Set exercise:
Reproduce verbatim the rows between the line containing "Task: each instance of the red" and the line containing "[[487, 587], [62, 494]]", both inclusive.

Data:
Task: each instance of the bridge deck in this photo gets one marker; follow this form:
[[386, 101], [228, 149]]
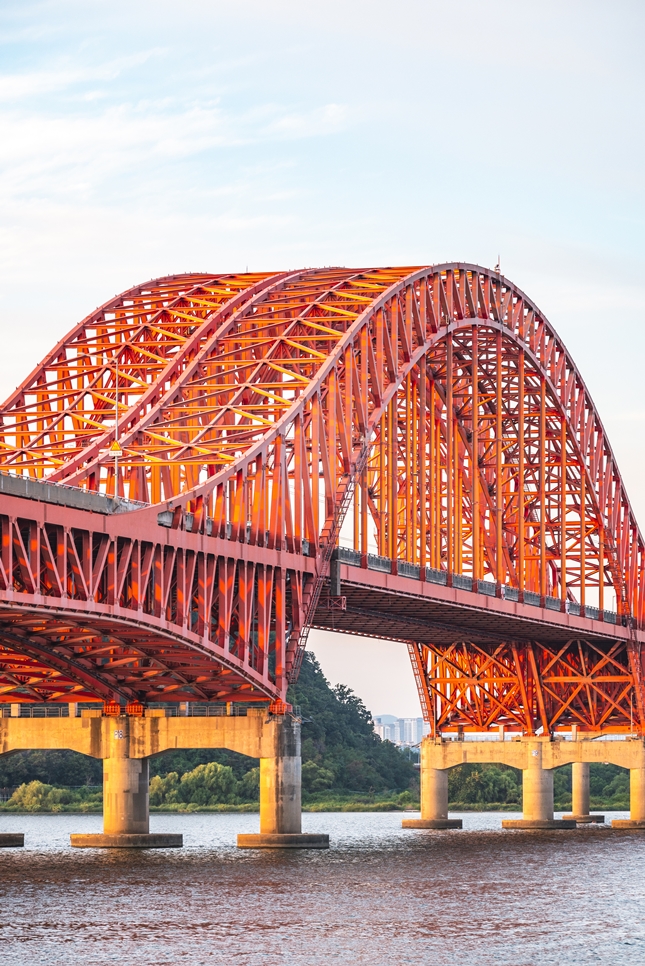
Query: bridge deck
[[392, 606]]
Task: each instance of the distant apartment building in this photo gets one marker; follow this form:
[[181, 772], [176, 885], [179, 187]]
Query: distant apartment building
[[400, 731]]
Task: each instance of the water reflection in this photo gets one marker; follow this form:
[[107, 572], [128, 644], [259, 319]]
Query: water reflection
[[381, 895]]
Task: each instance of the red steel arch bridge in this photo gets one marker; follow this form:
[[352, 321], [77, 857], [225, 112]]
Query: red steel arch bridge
[[209, 465]]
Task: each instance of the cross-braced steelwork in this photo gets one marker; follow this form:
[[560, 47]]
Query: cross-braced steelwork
[[222, 435]]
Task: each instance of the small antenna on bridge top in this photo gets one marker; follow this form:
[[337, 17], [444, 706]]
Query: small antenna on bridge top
[[116, 446]]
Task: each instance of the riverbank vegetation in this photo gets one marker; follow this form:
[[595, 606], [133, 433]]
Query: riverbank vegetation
[[345, 767]]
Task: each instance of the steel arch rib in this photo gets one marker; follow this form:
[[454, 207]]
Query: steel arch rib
[[283, 392]]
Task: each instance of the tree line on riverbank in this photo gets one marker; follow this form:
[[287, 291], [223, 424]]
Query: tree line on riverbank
[[344, 767]]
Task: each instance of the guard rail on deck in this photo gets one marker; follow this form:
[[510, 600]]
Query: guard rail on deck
[[487, 587], [62, 494]]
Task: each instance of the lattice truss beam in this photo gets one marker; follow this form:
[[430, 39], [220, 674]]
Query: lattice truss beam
[[434, 413], [528, 687]]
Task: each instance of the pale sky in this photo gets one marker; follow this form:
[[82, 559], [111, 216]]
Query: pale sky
[[140, 138]]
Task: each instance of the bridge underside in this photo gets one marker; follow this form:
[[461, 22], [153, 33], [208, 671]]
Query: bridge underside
[[54, 659]]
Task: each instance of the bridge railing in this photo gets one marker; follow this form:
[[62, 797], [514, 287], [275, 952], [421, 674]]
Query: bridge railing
[[486, 587]]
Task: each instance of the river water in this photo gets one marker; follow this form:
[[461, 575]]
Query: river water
[[380, 896]]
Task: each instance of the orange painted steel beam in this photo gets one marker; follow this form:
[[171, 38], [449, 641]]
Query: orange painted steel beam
[[430, 415]]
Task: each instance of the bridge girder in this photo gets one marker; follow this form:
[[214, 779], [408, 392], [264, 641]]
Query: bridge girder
[[433, 413]]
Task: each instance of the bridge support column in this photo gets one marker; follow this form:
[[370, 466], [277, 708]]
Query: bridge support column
[[580, 795], [280, 794], [636, 818], [126, 814], [537, 794], [434, 794]]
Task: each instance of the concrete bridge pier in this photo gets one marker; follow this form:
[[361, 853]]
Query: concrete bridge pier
[[537, 794], [126, 799], [580, 795], [280, 795], [636, 818], [434, 794]]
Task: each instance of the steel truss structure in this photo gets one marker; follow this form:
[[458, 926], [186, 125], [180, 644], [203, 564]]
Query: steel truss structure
[[242, 425]]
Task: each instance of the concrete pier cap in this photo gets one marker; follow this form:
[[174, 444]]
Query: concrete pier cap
[[536, 756], [126, 742]]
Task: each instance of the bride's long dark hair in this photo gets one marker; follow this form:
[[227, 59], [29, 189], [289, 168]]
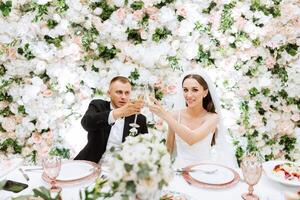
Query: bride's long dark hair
[[208, 103]]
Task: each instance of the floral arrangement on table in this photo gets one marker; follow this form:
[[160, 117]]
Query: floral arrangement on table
[[141, 168], [55, 55]]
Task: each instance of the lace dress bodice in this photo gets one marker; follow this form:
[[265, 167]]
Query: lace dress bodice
[[192, 154]]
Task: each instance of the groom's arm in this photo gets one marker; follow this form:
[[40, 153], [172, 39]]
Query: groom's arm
[[96, 116], [143, 124]]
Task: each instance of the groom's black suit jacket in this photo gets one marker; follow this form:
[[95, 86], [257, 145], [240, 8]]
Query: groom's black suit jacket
[[95, 121]]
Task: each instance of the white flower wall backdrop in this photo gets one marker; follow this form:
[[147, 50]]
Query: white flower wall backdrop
[[56, 55]]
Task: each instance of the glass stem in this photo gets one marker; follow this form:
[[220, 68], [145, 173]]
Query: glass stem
[[250, 189], [135, 117]]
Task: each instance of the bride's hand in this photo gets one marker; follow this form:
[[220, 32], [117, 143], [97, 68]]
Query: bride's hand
[[156, 108]]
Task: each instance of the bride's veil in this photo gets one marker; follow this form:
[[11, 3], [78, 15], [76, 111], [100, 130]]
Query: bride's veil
[[222, 151]]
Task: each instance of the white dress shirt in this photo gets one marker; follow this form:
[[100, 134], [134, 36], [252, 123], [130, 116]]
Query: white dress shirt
[[116, 131]]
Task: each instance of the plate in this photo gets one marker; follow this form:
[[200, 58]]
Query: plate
[[219, 175], [75, 172], [173, 195], [268, 169], [6, 166], [219, 183]]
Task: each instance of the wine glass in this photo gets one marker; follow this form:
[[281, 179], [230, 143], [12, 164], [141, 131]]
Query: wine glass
[[149, 92], [252, 169], [51, 166], [136, 96]]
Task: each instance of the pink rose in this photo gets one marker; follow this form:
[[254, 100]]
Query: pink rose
[[295, 117], [47, 93], [121, 14], [181, 11], [138, 15], [9, 124], [151, 10], [3, 104], [36, 138], [270, 62]]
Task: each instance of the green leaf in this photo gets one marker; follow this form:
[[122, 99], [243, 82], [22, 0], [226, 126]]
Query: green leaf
[[5, 8], [161, 33], [137, 5]]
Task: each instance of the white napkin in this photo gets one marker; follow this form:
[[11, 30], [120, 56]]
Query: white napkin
[[7, 166]]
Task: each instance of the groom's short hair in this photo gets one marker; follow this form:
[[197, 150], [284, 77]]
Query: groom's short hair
[[122, 79]]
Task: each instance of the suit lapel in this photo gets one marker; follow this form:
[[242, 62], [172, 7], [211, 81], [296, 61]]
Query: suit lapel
[[128, 120]]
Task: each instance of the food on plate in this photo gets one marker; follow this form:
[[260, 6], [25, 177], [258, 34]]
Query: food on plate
[[288, 171]]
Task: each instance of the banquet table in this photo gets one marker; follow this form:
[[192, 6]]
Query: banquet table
[[266, 188]]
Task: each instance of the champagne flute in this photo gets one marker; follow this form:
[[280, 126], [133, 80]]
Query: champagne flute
[[149, 92], [252, 169], [137, 95], [51, 166]]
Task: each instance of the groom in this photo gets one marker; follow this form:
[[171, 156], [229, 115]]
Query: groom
[[107, 122]]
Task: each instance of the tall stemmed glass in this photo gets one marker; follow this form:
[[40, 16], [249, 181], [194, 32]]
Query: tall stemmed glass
[[137, 94], [51, 166], [252, 169], [149, 92]]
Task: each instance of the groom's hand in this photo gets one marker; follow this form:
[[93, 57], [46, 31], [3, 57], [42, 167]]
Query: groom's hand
[[128, 109]]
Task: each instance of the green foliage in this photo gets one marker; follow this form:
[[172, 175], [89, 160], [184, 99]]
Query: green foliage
[[26, 52], [159, 95], [32, 156], [288, 143], [107, 53], [5, 112], [209, 8], [5, 8], [2, 70], [280, 72], [107, 10], [203, 28], [257, 6], [161, 33], [244, 107], [95, 192], [204, 56], [265, 91], [163, 3], [173, 62], [134, 35], [256, 42], [88, 37], [60, 151], [9, 142], [134, 75], [259, 108], [144, 21], [253, 92], [226, 18], [60, 6], [137, 5], [55, 41], [51, 23]]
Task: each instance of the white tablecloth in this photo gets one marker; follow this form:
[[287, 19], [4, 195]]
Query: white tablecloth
[[266, 189]]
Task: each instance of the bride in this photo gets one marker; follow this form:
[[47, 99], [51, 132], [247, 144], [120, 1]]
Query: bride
[[196, 128]]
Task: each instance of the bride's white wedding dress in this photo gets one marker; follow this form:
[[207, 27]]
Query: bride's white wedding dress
[[192, 154]]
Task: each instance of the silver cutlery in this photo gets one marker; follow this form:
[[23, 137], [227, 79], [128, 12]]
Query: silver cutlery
[[23, 173], [197, 170], [33, 169]]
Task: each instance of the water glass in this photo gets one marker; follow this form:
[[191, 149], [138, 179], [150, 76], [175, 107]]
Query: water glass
[[51, 166], [252, 169]]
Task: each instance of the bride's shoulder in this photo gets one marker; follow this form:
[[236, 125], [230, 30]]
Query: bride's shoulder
[[175, 113], [212, 116]]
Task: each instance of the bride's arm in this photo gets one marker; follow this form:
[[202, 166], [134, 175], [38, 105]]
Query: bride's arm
[[193, 136], [189, 136], [170, 140]]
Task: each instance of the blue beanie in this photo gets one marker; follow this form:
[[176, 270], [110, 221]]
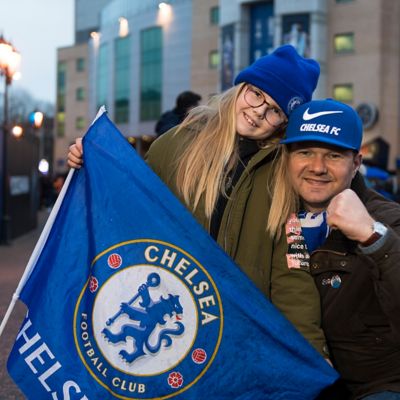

The solution:
Task: each instance of the red steel arch bridge in this photo gets one marker; follow this form:
[[352, 321], [77, 857], [225, 112]]
Query: red steel arch bridge
[[209, 465]]
Task: each instance of the cross-braced steelwork in this photo gets one marker; follow this form:
[[560, 47]]
Query: cross-braced steelwork
[[222, 435]]
Task: each instance of the small antenna on bridge top in this photo gets one marker; follow this form:
[[337, 17], [444, 706]]
Query: small antenna on bridge top
[[116, 446]]
Task: each instance of the riverbank vegetation in this photo gets one marker; follow this form:
[[595, 606], [133, 433]]
Query: riverbank vegetation
[[345, 767]]
Task: each instance of the steel arch rib in this photo gets one marker; follow this form:
[[454, 207]]
Query: steel arch rib
[[283, 392]]
Task: each instance of the tree line on riverbank in this photo gets one marker; follow this form:
[[287, 291], [223, 424]]
Query: tree line on riverbank
[[344, 767]]
Task: each instance of the guard rail on deck in this photo gets one marker; follow this form:
[[510, 600]]
Query: guard rail on deck
[[487, 587], [62, 494]]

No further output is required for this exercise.